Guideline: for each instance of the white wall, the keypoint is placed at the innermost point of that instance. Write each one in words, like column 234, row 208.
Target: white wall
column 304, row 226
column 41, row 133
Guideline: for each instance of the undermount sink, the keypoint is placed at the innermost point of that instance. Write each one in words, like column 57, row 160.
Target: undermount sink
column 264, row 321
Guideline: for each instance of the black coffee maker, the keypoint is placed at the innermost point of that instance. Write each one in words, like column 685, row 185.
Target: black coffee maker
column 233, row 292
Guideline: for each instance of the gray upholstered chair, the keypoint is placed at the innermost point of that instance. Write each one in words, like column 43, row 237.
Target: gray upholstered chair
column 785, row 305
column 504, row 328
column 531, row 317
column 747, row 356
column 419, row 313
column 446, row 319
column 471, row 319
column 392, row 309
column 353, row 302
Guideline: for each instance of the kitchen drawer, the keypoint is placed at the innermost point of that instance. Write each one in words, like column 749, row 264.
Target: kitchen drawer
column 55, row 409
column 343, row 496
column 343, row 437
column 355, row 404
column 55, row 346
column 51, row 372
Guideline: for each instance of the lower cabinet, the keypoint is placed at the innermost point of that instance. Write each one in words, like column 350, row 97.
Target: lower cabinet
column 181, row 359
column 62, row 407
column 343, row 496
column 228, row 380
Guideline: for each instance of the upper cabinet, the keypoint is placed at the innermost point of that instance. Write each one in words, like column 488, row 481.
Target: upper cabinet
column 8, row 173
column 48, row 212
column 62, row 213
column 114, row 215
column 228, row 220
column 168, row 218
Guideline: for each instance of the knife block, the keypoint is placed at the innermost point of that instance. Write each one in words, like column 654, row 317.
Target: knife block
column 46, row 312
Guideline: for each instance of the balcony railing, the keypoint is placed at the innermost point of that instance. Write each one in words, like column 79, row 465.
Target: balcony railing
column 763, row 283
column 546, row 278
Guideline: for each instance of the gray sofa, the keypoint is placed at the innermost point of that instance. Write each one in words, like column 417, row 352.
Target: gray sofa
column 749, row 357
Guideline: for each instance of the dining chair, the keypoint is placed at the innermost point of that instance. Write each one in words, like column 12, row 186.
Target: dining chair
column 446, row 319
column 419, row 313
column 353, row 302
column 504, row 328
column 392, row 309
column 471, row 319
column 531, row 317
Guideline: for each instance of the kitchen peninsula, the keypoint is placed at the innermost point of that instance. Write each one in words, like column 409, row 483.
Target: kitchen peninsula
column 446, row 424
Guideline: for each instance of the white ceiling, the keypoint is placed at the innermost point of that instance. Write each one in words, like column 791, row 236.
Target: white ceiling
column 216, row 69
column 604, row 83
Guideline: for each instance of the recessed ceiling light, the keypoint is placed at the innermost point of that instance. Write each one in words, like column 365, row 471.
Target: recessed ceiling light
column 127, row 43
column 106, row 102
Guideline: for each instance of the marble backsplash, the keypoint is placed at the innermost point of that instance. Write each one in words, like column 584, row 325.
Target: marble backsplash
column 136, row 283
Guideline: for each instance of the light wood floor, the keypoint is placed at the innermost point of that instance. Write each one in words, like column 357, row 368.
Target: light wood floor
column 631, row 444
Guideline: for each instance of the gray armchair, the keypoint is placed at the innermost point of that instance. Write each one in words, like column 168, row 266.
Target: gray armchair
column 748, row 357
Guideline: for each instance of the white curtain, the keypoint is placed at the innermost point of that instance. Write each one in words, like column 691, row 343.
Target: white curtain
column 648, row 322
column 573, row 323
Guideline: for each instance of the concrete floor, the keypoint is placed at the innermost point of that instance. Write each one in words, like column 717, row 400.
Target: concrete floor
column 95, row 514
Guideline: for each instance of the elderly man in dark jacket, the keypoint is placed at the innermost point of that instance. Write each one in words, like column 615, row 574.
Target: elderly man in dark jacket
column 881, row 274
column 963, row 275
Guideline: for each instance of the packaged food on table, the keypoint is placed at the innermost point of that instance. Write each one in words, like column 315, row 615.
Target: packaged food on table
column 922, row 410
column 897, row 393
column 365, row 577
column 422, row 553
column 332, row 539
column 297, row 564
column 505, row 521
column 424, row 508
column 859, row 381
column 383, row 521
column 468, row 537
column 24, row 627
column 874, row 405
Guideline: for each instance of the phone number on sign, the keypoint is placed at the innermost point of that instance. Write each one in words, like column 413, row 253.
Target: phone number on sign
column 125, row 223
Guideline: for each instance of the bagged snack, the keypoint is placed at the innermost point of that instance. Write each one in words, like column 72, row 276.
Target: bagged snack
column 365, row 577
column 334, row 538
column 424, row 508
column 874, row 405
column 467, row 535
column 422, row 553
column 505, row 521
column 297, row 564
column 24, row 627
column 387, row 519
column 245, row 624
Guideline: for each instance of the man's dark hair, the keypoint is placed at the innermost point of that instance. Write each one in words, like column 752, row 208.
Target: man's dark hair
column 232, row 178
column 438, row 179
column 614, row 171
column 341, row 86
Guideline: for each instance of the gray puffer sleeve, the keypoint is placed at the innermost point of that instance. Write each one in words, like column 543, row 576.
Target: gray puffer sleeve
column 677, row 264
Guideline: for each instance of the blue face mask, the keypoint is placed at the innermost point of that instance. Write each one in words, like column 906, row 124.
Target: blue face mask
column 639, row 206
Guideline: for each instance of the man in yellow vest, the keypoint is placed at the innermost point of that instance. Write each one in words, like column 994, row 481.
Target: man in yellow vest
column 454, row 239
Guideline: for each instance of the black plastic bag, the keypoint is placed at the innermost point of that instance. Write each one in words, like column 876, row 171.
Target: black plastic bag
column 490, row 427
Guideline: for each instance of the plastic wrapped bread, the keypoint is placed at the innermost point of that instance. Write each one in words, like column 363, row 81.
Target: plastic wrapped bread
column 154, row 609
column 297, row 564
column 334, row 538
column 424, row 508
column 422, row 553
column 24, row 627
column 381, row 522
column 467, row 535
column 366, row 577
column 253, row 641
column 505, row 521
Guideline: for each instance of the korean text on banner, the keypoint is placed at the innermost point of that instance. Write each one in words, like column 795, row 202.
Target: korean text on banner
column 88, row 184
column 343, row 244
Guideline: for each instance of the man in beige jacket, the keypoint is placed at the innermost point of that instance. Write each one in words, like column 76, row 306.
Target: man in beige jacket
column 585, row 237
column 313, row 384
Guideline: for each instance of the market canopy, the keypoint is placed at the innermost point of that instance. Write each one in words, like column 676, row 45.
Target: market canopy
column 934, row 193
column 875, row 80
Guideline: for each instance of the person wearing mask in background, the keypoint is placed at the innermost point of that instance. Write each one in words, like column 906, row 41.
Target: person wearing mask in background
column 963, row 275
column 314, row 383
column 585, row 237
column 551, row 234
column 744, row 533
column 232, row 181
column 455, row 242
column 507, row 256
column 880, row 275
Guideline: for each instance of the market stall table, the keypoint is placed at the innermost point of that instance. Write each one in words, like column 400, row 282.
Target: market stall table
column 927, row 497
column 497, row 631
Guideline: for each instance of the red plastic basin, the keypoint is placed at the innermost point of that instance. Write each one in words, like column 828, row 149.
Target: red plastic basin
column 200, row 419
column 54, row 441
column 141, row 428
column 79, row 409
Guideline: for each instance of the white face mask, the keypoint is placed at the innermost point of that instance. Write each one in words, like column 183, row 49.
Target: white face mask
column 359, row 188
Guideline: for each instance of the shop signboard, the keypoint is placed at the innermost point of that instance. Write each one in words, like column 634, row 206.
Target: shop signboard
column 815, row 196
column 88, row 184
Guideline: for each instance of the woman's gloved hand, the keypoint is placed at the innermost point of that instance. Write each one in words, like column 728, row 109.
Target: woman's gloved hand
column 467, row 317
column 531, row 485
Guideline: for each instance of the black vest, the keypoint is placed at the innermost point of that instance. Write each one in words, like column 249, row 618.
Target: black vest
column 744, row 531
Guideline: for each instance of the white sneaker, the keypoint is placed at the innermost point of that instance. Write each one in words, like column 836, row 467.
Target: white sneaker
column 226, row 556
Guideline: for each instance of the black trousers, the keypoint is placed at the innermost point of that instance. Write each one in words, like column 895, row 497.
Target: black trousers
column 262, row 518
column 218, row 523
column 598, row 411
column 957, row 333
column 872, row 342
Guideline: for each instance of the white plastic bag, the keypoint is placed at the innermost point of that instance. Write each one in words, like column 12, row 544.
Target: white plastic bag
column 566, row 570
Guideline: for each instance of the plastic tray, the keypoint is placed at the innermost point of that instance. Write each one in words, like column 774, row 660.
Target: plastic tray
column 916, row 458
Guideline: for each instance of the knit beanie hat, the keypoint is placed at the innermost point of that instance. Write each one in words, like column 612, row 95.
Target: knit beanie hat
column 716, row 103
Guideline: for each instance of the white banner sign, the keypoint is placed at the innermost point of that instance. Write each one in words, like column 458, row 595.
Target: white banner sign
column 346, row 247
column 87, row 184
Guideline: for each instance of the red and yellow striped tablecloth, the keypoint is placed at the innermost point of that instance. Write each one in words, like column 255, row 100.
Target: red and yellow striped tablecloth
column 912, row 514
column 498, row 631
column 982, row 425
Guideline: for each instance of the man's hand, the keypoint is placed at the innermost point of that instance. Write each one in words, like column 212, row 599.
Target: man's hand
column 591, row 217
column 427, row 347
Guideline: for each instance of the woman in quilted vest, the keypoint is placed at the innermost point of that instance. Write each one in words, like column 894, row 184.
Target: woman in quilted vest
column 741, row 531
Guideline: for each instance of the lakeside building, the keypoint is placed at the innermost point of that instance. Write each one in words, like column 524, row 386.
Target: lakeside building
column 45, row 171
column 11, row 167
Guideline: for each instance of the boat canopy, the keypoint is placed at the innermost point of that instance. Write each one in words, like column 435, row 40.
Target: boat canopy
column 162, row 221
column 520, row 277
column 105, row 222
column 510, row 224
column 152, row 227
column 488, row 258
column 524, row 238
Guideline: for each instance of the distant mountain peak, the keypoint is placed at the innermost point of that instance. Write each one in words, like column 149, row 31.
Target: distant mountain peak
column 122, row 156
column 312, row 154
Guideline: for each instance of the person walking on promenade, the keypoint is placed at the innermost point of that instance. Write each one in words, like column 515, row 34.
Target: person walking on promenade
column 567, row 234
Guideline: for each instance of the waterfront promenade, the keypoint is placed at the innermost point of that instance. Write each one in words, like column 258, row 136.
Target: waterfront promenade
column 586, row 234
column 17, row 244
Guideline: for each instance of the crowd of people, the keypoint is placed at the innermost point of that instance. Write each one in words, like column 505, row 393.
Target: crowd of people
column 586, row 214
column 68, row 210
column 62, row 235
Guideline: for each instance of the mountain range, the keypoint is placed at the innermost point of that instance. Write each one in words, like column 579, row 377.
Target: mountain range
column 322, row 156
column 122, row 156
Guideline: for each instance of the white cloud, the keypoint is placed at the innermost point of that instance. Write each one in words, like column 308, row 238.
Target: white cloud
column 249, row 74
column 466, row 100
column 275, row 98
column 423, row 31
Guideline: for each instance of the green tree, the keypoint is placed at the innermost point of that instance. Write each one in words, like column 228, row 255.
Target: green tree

##########

REQUEST:
Reproduce the lines from the one containing "Guideline: for each instance of the white cloud, the" through the one containing "column 423, row 31", inclusive, with "innermost" replaced by "centermost" and nothing else changed.

EXERCISE RESPONSE:
Guideline: for each instance of the white cloud, the keypoint is placed at the centermost point of that instance. Write each one in words, like column 308, row 238.
Target: white cloud
column 249, row 74
column 466, row 100
column 275, row 98
column 423, row 31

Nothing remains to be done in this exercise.